Cristina Cruz Mínguez was cast as the titular character, and the script was adapted by author and screenwriter Carmen Martín Gaite. The creator, Borau, directed and produced the series. Though successful when it originally premiered, Celia was cancelled after six episodes. The sixth and final episode ended with a "to be continued" (Continuará), but the following episode was never released.

==Production==
After the "Celia" books by Elena Fortún had been brought to his attention by Spanish author and screenwriter Carmen Martín Gaite, director and producer José Luis Borau insisted on together creating a television adaptation of Fortún's works; Gaite was not convinced and was not sure the project would work. When the project was finally green-lit by Televisión Española (TVE), a search began for a seven-year-old girl to play the title role of Celia; then-inexperienced Cristina Cruz Mínguez was chosen out of over 2,000 girls who auditioned for the part, though some sources suggested that around 3,000 girls auditioned. Many of the girls not chosen to play the title role were instead cast as other characters in the series, such as María Teresa, Celia's friend. A television documentary was produced, entitled "Buscando a Celia" ("Searching for Celia"), which showed the process of finding the right "Celia"; the documentary contained brief interviews with many different girls and some of their parents as well. When broadcast, the short documentary served as publicity for the upcoming series.

#### [Problems and tasks]
A – Decide whether each statement agrees with the text about the Celia television series: (i) Celia was cancelled after six episodes; (ii) Carmen Martín Gaite was convinced from the start that the project would work; (iii) some girls not chosen for the title role were cast as other characters. Answer yes or no for each and quote the deciding words of the text.
B – Print the stretch of the text about the Celia television series from "Cristina Cruz Mínguez was cast" through "was never released.".

[Stored items from a collection]
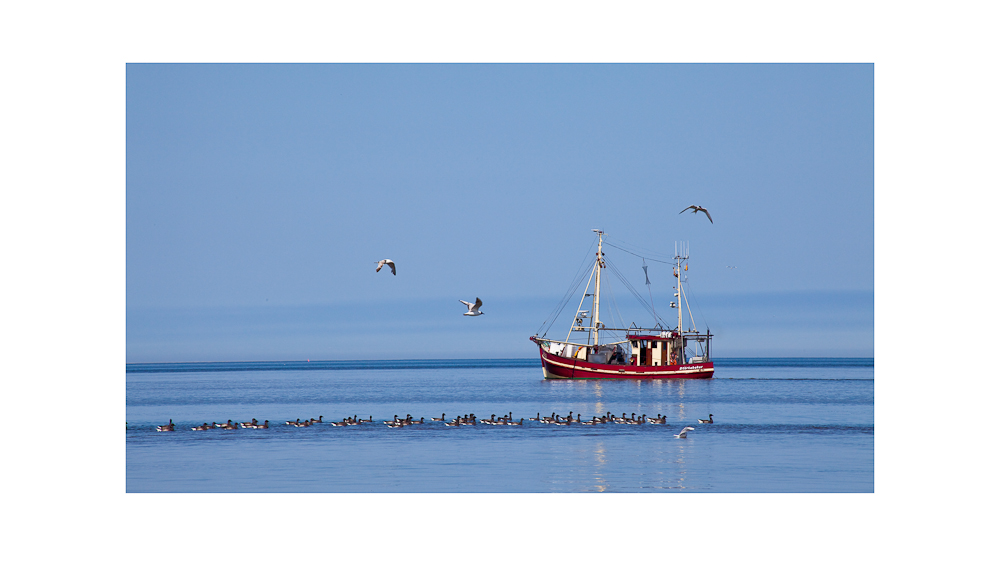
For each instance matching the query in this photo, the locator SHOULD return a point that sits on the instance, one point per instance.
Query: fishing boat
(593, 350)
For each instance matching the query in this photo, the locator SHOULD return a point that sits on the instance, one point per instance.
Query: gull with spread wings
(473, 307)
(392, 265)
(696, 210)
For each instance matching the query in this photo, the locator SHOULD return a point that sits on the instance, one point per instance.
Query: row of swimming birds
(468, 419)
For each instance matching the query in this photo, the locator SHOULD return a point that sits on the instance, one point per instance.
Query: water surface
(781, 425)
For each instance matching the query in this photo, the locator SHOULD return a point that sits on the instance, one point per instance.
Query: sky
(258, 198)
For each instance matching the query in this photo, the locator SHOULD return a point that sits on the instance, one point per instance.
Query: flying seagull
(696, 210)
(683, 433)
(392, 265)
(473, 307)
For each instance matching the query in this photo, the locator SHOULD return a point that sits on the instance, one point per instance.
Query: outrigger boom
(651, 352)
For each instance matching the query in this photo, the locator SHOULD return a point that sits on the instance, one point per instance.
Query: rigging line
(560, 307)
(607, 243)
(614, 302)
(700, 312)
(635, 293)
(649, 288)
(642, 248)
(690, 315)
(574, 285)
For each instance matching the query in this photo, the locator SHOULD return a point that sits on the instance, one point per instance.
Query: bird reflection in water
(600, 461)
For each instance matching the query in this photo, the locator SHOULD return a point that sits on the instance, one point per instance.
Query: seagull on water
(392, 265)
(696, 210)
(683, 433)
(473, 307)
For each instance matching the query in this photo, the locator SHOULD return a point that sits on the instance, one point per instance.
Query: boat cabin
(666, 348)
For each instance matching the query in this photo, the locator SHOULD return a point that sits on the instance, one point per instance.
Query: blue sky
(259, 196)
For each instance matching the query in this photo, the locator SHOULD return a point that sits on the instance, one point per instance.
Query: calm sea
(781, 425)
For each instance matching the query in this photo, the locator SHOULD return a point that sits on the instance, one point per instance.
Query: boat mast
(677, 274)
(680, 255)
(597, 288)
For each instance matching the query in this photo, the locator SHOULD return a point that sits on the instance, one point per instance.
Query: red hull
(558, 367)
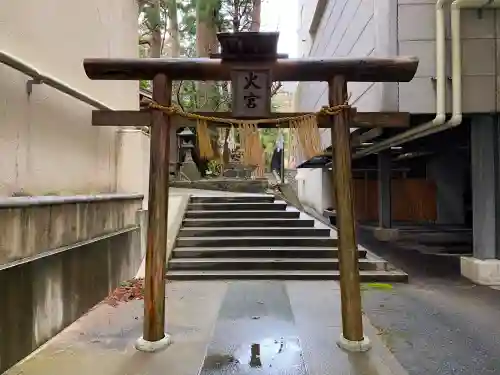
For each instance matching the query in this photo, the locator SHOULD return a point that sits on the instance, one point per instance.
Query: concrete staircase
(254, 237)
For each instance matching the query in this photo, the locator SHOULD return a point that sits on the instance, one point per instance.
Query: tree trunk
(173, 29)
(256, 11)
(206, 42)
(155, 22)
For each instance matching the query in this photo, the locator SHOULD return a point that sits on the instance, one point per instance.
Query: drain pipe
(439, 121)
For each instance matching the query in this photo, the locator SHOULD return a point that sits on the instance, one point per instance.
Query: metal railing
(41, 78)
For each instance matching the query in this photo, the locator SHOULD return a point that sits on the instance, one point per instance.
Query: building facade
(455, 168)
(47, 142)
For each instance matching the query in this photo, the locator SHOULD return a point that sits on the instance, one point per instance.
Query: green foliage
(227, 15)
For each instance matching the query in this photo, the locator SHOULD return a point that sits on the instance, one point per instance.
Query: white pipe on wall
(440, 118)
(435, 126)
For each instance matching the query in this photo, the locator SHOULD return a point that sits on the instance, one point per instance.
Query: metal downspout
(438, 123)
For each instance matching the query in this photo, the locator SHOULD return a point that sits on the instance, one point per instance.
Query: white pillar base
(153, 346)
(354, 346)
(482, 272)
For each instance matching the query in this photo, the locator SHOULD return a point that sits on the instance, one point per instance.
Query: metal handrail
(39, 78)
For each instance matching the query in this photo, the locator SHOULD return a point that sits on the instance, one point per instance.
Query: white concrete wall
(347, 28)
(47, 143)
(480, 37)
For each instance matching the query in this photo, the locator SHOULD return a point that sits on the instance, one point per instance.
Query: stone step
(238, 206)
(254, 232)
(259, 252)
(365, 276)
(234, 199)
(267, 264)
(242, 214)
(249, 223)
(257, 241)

==

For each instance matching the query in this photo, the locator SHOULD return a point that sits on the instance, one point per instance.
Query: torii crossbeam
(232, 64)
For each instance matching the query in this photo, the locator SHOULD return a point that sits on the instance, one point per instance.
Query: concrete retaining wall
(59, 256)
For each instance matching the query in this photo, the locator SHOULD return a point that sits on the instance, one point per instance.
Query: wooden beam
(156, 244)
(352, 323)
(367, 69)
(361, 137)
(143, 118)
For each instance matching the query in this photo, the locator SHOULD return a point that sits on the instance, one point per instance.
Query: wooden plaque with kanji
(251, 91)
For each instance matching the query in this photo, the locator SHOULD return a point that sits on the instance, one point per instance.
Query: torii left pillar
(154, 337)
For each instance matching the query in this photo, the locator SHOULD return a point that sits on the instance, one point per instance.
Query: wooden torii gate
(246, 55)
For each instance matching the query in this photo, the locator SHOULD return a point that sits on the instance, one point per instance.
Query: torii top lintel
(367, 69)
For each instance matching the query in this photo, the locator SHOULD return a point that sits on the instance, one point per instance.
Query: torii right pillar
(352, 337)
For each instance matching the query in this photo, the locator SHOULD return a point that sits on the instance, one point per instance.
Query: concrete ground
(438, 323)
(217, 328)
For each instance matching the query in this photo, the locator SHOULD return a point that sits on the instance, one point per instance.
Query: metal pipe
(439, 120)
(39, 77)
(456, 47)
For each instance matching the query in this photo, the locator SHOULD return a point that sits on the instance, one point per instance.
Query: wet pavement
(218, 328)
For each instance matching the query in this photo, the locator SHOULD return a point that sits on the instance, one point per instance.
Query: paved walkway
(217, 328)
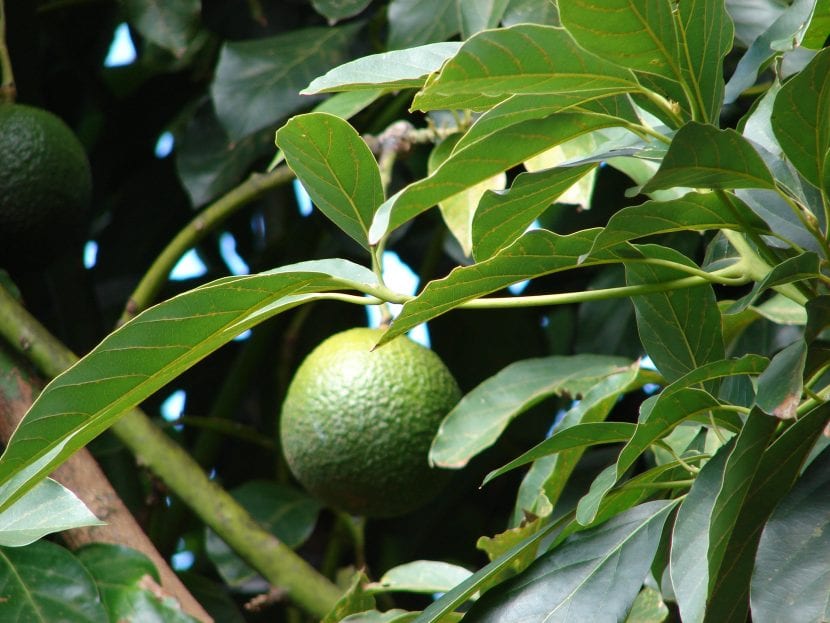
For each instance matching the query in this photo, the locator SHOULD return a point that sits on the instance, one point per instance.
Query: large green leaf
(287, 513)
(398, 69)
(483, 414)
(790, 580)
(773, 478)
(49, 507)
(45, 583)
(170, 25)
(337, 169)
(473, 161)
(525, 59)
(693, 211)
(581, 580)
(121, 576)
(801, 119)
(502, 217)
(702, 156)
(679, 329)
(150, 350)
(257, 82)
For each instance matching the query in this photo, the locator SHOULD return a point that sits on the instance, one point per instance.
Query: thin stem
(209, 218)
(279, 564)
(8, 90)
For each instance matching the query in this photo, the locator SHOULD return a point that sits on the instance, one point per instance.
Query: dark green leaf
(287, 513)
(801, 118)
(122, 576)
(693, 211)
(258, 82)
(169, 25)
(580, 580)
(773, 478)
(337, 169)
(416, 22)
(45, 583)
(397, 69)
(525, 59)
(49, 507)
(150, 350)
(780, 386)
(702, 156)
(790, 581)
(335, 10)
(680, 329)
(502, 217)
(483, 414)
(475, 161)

#### [Outputs for the tasks]
A –
(i) Yes: "Celia was cancelled after six episodes."
(ii) No: "Gaite was not convinced and was not sure the project would work."
(iii) Yes: "Many of the girls not chosen to play the title role were instead cast as other characters in the series"

B –
Cristina Cruz Mínguez was cast as the titular character, and the script was adapted by author and screenwriter Carmen Martín Gaite. The creator, Borau, directed and produced the series. Though successful when it originally premiered, Celia was cancelled after six episodes. The sixth and final episode ended with a "to be continued" (Continuará), but the following episode was never released.